Text shown:
• • • • • • •

# Rare 50th Anniversary Schwinn Cruiser



## Xlobsterman (Aug 7, 2022)

I just found this bike on the FB marketplace, and decided to pick it up because the price was right. I love the sellers description, and had to laugh when I read it. It has a bit of surface rust on it, but it should clean up nicely. It is actually a 98 Cruiser Classic model, with a late 97 year build from the head badge date code.


----------



## Xlobsterman (Aug 8, 2022)

I braved the heat out in the garage today, and did a complete teardown of the bike. All cleaned up, and re-greased. I give it an 8 out of 10. The kickstand is pretty rusty, and may not be salvageable? The crank arms are a bit pitted, and the rear wheel has some bad spots on the rim where it looks like some animal may have pissed on the rim while it was stored in the barn. But I am happy with the way it turned out.


----------



## THE STIG (Aug 8, 2022)

Just picked this up for a song,  Chiwinn Cruiser 7  

good for a cheap beater and rides nice too


----------



## Lonestar (Aug 8, 2022)

Got me a Cruiser 7 as well...Yard Sale score...for cheap.
Great rider, very fun


----------



## Xlobsterman (Aug 8, 2022)

Lonestar said:


> Got me a Cruiser 7 as well...Yard Sale score...for cheap.
> Great rider, very fun
> 
> View attachment 1676862




Yea, I have pretty much put a hold on buying bikes online and having them shipped. The shipping rates have gone through the roof because of the inflationary factors involved. I picked this one up locally because the price was right, and it wasn't too far of a drive to pick it up. The seller insisted on a contactless pick up, and this was my first time doing that. He left the bike outside his gated property, and instructed me to leave the cash in a box he had out there.


----------



## Lonestar (Aug 8, 2022)

• • • • • • •

Tasks:
a – In the Schwinn cruiser thread, what did the seller leave outside for the buyer to put the cash in?
b – Revise the part of the Schwinn cruiser thread between "I just found" and "badge date code.", inclusive, putting "light rust" in place of "surface rust".

• • • • • • •

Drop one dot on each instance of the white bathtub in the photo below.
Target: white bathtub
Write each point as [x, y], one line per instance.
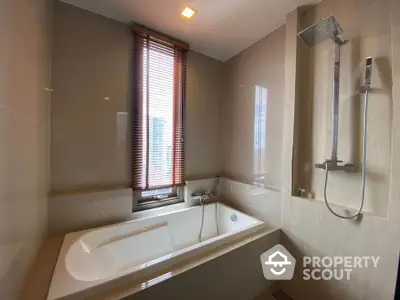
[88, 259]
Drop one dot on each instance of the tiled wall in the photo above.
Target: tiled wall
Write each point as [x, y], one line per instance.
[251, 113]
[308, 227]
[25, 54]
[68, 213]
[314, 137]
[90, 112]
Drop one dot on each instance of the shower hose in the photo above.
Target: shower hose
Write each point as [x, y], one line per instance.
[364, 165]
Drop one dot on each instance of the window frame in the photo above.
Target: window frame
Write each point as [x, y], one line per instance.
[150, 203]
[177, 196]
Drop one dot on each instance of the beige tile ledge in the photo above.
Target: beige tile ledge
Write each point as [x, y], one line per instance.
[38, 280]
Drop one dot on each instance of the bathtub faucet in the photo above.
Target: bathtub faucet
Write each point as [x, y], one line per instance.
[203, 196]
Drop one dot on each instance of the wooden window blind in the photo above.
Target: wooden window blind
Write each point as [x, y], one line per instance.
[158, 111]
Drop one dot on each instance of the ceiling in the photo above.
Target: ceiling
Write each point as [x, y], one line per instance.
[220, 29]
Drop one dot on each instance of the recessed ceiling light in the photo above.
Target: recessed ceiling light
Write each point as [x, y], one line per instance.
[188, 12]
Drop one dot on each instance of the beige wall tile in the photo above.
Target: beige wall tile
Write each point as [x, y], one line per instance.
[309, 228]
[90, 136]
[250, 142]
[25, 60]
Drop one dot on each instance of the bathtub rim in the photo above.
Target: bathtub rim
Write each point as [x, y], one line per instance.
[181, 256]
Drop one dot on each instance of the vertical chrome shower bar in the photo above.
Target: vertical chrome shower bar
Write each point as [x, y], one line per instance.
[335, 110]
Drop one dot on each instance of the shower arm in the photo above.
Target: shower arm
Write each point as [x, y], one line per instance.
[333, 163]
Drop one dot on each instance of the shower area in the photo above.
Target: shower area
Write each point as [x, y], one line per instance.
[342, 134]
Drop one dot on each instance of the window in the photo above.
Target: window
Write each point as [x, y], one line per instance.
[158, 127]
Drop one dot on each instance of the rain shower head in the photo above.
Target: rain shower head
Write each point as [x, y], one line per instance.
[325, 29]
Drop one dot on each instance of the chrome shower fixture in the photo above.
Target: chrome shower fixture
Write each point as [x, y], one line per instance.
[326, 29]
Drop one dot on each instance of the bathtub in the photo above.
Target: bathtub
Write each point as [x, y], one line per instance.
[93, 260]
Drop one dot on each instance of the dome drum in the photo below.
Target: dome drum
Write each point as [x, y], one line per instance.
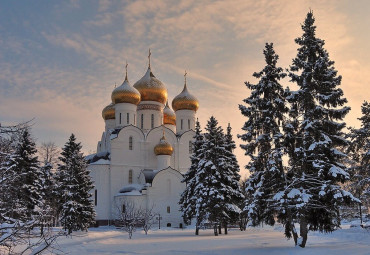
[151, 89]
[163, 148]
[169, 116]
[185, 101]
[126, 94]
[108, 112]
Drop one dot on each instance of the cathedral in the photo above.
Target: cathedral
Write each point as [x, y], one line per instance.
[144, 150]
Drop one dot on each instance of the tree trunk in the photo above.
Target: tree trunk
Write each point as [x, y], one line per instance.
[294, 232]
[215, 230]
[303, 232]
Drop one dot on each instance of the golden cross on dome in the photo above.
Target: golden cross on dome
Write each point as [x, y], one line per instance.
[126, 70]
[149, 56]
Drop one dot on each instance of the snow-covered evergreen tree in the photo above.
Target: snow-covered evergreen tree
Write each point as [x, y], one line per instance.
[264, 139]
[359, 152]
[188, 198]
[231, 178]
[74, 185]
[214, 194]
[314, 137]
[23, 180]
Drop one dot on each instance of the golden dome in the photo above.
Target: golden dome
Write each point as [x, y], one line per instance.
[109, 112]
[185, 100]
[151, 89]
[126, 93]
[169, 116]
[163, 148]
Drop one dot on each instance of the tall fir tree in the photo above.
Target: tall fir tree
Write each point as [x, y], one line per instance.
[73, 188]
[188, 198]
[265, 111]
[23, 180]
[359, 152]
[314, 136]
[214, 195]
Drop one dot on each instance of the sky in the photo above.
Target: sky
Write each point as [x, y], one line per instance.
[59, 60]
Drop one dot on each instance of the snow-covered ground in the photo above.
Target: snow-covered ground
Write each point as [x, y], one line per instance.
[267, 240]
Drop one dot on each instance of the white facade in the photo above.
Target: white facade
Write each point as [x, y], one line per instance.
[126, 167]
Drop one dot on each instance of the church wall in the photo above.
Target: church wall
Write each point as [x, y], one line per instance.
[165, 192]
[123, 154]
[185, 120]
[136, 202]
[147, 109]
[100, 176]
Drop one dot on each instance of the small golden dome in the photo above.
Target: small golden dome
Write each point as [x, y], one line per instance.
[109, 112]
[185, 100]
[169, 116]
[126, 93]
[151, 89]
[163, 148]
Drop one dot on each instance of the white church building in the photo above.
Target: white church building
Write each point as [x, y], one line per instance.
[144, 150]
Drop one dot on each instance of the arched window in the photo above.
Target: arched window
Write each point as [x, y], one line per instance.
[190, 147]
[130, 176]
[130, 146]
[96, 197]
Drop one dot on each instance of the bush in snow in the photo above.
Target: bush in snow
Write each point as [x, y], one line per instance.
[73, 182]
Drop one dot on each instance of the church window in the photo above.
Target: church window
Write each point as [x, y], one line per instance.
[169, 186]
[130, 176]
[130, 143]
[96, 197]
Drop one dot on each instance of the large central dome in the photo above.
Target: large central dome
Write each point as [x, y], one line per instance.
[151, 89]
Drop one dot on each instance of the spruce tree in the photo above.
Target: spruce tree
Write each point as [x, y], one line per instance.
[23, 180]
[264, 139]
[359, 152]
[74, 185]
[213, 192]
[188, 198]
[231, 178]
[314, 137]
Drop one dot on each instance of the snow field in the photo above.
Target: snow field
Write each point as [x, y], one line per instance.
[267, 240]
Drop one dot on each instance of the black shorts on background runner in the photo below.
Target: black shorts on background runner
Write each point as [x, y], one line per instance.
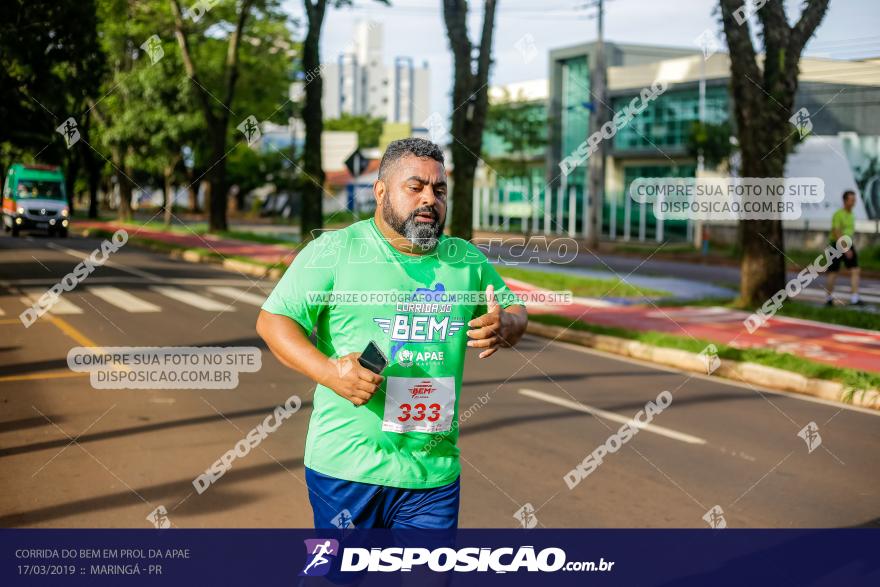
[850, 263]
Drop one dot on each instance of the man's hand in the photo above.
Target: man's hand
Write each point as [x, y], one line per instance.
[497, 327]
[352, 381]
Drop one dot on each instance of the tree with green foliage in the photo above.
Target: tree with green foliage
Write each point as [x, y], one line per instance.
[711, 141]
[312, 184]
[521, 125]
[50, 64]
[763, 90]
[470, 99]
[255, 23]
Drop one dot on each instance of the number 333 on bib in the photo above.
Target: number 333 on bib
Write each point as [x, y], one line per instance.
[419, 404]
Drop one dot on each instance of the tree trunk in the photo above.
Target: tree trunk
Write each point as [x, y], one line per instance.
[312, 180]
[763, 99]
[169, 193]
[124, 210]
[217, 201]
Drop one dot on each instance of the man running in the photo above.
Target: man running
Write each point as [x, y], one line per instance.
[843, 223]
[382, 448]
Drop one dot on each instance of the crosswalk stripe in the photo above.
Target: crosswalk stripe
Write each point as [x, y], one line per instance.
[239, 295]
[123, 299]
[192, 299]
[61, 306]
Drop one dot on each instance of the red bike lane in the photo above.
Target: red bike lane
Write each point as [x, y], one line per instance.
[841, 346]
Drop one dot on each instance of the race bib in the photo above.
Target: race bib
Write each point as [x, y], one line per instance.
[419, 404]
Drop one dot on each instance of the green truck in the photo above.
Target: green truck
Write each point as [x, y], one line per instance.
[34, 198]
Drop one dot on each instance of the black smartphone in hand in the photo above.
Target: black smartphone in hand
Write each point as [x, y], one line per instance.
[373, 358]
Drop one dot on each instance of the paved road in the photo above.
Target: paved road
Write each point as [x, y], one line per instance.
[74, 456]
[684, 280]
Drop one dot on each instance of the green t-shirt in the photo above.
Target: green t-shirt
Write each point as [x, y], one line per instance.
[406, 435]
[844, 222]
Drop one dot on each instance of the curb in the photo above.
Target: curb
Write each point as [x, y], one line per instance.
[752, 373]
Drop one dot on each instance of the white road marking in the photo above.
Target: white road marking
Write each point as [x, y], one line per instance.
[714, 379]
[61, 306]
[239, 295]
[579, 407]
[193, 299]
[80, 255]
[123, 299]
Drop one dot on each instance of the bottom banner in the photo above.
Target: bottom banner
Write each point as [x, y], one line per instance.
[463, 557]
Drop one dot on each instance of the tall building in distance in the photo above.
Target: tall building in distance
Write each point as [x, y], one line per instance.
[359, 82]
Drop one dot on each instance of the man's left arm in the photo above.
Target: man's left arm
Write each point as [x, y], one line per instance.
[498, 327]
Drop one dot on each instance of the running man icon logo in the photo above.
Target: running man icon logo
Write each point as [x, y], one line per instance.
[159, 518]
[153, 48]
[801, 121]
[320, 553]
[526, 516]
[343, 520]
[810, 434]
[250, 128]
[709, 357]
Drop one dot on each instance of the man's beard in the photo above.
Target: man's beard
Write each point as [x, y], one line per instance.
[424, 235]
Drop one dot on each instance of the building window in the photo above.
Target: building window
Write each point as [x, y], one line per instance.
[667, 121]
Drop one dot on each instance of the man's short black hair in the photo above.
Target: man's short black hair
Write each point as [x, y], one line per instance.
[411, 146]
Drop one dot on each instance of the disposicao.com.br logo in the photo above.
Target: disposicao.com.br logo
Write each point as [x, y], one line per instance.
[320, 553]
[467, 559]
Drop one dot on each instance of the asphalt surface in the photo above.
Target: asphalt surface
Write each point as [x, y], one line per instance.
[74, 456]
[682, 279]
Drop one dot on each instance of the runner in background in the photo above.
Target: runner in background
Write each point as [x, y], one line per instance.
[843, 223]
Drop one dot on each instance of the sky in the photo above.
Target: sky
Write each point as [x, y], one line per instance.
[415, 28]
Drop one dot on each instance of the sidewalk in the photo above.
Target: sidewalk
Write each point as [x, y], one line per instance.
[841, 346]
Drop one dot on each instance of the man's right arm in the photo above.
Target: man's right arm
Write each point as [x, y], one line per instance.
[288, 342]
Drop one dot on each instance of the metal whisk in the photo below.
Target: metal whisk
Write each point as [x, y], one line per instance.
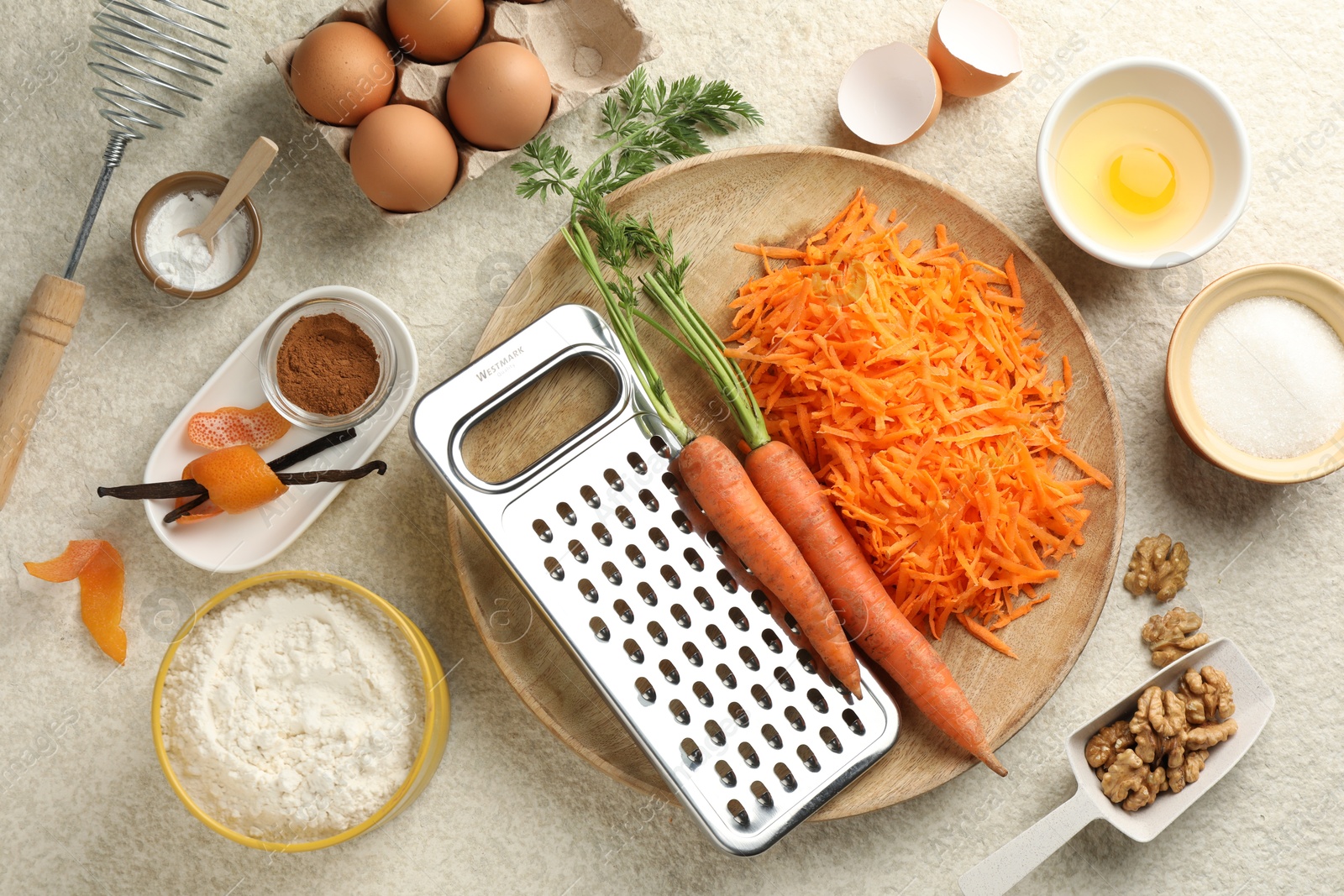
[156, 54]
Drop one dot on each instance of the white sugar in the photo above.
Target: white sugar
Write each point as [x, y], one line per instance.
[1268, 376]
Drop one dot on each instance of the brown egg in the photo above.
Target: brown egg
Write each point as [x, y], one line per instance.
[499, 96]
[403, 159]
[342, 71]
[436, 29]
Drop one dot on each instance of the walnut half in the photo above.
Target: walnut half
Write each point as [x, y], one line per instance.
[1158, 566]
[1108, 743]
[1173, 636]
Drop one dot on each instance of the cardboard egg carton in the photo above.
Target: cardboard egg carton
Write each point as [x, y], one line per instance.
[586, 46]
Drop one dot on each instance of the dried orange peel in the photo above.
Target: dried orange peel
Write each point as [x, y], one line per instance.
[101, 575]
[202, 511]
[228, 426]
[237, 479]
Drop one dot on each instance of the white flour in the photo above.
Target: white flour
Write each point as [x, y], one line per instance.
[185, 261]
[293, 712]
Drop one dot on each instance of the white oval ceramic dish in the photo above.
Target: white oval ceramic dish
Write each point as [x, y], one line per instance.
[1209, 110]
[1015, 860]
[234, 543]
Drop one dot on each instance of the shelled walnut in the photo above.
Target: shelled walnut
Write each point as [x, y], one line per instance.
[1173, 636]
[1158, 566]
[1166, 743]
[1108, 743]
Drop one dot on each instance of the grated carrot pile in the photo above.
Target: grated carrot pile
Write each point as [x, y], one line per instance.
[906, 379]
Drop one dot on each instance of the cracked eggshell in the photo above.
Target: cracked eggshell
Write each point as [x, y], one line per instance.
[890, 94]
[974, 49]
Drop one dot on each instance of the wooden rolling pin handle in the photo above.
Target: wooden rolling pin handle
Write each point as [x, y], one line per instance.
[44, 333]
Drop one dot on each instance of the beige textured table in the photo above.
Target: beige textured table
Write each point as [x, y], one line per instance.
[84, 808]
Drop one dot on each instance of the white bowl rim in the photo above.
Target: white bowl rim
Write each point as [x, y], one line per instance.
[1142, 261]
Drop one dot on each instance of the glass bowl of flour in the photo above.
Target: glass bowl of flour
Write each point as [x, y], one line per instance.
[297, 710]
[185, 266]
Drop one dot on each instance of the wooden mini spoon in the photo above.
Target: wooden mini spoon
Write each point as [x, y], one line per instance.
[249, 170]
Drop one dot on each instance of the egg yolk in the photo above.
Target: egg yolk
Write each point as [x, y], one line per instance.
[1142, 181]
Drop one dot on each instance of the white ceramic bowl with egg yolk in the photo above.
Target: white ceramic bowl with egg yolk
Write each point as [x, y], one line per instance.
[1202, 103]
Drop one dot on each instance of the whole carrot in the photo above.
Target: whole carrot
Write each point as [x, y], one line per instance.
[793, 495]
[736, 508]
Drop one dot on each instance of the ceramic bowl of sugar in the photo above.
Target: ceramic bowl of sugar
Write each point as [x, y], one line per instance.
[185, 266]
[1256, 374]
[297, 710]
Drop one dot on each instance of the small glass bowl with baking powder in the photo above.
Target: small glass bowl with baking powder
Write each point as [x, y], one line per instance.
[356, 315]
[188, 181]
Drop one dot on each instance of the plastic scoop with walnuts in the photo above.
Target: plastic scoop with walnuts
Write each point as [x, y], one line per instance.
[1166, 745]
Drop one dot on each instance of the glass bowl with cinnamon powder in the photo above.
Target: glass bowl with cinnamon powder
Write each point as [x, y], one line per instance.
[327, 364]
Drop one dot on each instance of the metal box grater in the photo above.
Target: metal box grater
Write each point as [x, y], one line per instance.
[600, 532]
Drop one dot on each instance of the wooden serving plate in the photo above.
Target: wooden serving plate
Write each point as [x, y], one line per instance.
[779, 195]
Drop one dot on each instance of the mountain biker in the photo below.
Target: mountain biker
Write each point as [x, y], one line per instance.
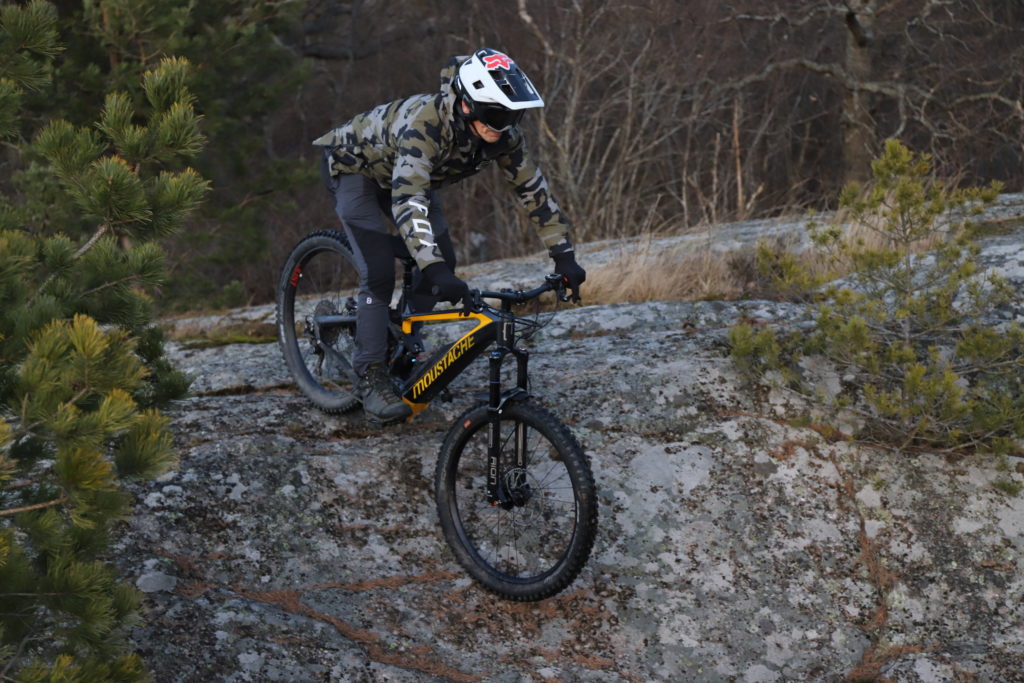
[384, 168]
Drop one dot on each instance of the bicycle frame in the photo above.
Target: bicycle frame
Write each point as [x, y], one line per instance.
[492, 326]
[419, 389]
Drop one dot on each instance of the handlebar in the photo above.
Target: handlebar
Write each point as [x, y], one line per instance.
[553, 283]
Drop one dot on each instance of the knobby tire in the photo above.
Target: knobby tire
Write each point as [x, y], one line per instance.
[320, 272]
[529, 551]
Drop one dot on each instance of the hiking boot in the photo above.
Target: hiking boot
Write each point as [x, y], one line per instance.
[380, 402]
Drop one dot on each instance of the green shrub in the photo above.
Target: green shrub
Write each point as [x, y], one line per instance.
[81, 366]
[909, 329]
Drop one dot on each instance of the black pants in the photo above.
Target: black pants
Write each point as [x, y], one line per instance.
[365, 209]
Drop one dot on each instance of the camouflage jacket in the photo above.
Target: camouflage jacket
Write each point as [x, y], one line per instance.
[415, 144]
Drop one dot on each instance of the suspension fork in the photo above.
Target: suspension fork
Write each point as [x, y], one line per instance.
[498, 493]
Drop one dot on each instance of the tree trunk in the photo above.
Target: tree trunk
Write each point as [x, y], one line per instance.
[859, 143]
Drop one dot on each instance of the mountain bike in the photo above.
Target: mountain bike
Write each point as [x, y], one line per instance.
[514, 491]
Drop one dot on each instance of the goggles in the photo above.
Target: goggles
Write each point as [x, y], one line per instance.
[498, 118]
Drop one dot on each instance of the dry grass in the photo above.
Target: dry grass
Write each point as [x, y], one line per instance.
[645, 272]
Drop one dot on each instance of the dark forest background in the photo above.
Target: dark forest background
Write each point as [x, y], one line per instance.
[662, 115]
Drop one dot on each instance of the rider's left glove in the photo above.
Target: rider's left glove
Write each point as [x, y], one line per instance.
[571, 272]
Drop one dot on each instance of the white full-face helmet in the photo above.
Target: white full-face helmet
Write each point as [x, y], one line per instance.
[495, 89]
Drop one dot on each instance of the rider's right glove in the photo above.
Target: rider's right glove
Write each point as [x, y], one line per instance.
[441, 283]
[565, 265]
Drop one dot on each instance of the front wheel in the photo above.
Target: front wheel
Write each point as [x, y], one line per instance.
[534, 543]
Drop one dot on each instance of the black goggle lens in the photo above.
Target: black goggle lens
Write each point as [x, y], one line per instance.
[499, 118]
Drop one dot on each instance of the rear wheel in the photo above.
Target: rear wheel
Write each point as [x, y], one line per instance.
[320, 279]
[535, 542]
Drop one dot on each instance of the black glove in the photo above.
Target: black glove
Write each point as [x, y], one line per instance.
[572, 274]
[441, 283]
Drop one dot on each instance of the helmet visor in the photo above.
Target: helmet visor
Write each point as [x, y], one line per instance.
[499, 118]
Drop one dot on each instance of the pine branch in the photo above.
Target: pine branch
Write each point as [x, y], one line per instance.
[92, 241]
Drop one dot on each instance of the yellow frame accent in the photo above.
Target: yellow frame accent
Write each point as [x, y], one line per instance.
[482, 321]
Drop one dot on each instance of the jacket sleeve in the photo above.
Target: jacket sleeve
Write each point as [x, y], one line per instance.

• • • • • • •

Results:
a – A box.

b –
I just found this bike on the FB marketplace, and decided to pick it up because the price was right. I love the sellers description, and had to laugh when I read it. It has a bit of light rust on it, but it should clean up nicely. It is actually a 98 Cruiser Classic model, with a late 97 year build from the head badge date code.